Provided records →

========================================================================

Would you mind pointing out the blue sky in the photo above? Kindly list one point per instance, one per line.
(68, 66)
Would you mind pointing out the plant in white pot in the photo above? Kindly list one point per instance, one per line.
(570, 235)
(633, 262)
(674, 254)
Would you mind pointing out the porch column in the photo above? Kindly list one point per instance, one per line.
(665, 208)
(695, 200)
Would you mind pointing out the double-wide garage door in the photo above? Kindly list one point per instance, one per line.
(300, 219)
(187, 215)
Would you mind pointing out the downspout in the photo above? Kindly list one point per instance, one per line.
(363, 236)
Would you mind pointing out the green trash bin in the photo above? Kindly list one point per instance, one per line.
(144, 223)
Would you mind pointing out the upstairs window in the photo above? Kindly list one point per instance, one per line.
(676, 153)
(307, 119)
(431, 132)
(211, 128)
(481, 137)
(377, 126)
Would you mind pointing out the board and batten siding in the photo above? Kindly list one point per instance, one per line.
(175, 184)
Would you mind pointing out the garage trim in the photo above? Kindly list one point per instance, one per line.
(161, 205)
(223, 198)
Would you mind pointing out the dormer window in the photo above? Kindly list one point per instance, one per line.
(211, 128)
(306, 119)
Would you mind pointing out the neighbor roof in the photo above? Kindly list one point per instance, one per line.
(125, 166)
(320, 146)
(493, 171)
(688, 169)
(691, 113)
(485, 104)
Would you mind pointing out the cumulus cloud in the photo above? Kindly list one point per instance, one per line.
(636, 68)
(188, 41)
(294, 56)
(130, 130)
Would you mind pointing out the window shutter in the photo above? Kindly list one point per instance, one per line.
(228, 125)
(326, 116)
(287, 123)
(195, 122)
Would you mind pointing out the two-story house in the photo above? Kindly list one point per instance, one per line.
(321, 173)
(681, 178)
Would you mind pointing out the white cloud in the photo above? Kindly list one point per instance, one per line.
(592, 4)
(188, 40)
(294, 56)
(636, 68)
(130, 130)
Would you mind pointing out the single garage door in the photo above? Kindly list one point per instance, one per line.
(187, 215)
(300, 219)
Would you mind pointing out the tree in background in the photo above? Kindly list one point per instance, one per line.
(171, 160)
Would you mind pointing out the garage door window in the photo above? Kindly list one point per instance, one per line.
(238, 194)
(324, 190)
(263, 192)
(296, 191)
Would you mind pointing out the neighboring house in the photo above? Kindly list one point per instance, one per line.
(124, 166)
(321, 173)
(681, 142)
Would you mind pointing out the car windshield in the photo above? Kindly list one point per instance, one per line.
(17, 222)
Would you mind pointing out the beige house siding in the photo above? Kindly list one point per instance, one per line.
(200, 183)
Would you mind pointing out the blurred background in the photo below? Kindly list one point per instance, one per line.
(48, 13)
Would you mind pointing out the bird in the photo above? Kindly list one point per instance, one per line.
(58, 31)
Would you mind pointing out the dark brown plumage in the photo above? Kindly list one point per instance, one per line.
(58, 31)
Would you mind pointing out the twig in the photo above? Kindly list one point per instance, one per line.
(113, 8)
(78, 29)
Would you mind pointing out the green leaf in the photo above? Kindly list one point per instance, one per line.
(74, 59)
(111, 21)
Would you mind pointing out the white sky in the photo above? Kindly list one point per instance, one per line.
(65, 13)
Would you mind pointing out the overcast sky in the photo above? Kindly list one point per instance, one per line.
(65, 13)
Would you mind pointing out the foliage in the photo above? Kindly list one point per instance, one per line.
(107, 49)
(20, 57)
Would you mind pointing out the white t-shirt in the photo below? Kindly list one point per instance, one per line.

========================================================================

Directive →
Please convert all of the material above into a numbered list with one entry per line, leaving out any blank lines.

Solution for this exercise →
1. Would you mind pointing out the blue sky in the photo above? Kindly list one point per instance, one per line.
2. (68, 66)
3. Would you mind pointing out the plant in white pot in the photo above? Kindly list one point per instance, one per line.
4. (570, 235)
5. (633, 262)
6. (674, 254)
7. Would you mind pointing out the porch column in the photo above? Kindly list one point per instance, one per line.
8. (665, 208)
9. (695, 200)
10. Would you mind pointing out the double-wide garage door in the photo above? Kindly list one point per instance, one per line.
11. (300, 219)
12. (187, 215)
13. Would you mind pointing out the downspout in the photo above? Kindly list one point per instance, one per line.
14. (363, 236)
15. Would you mind pointing out the green trash bin in the photo above? Kindly list one point per instance, one per line.
16. (144, 223)
17. Would you mind pointing out the upstairs window in the photo above? Kindly list one point per instance, one per line.
18. (676, 153)
19. (307, 119)
20. (431, 132)
21. (211, 128)
22. (481, 137)
23. (377, 126)
24. Would you mind pointing out the board and batten siding in the photo above? Kindly list one point per instance, one per line.
25. (175, 184)
26. Would you mind pointing out the garage trim in the photo above? Kindly list one point per instance, one per line.
27. (161, 205)
28. (223, 198)
29. Would you mind pointing out the dormer window in the photo above? Kindly list one point per instance, one per line.
30. (211, 128)
31. (306, 119)
32. Would you mind pointing out the neighbor roof in the photo above? Kindly list one point per instance, one per line.
33. (125, 166)
34. (320, 146)
35. (493, 171)
36. (688, 169)
37. (691, 113)
38. (485, 104)
39. Would you mind pointing out the cumulus cloud in the photo above? Kindly list one point per instance, one per line.
40. (636, 68)
41. (188, 41)
42. (294, 56)
43. (130, 130)
44. Would you mind pointing out the window shutter in the photo above? Kindly list one point per instance, one per line.
45. (228, 125)
46. (326, 116)
47. (287, 123)
48. (195, 122)
49. Would you mind pointing out the two-story house in the photo above? Kindly list one point per instance, one per line.
50. (321, 173)
51. (681, 178)
52. Would you mind pointing out the white cloud in the photo above? Kindly list one point per instance, one per line.
53. (592, 4)
54. (188, 40)
55. (294, 56)
56. (636, 68)
57. (130, 130)
58. Would you mind pointing out the single garage door in the photo above? Kindly list one point per instance, one per line.
59. (187, 215)
60. (300, 219)
61. Would you mind pointing out the tree in background in the photo above? Kindly list one point per instance, one per line.
62. (171, 160)
63. Would you mind pointing out the garage door window in the photo above? Kindly list one point per instance, one per line.
64. (238, 194)
65. (324, 190)
66. (263, 192)
67. (296, 191)
68. Would you mind pointing out the neighboring house in the photo above? Kindly list one point per instance, one per line.
69. (124, 166)
70. (321, 173)
71. (681, 142)
72. Would you mind pointing out the car windshield in the photo above? Kindly list one point per instance, one per line.
73. (17, 222)
74. Would you mind pointing out the beige house siding in the photo above? Kindly list one point per instance, one per line.
75. (200, 183)
76. Would you mind pointing out the blurred background in the photo below? Kindly list one point per instance, one per line.
77. (48, 13)
78. Would you mind pointing out the bird in the photo above? Kindly list one point per instance, one per line.
79. (58, 31)
80. Would you mind pointing out the dark brown plumage in the photo above? Kindly list one point per instance, one per line.
81. (58, 31)
82. Would you mind pointing out the twig in the photo above? Kindly list one point per instance, one per line.
83. (113, 8)
84. (78, 29)
85. Would you mind pointing out the green leaf in the photo above? Kindly list one point per instance, one per line.
86. (74, 59)
87. (111, 21)
88. Would you mind pointing out the white sky in the photo above? Kindly list one point per instance, one per line.
89. (65, 13)
90. Would you mind pointing out the overcast sky in the photo above? Kindly list one point per instance, one per line.
91. (65, 13)
92. Would you mind pointing out the foliage in the photo above? Kindly list one point per instance, one per line.
93. (107, 49)
94. (20, 57)
95. Would you mind pointing out the white t-shirt in the photo below? Kindly list one point per instance, one per line.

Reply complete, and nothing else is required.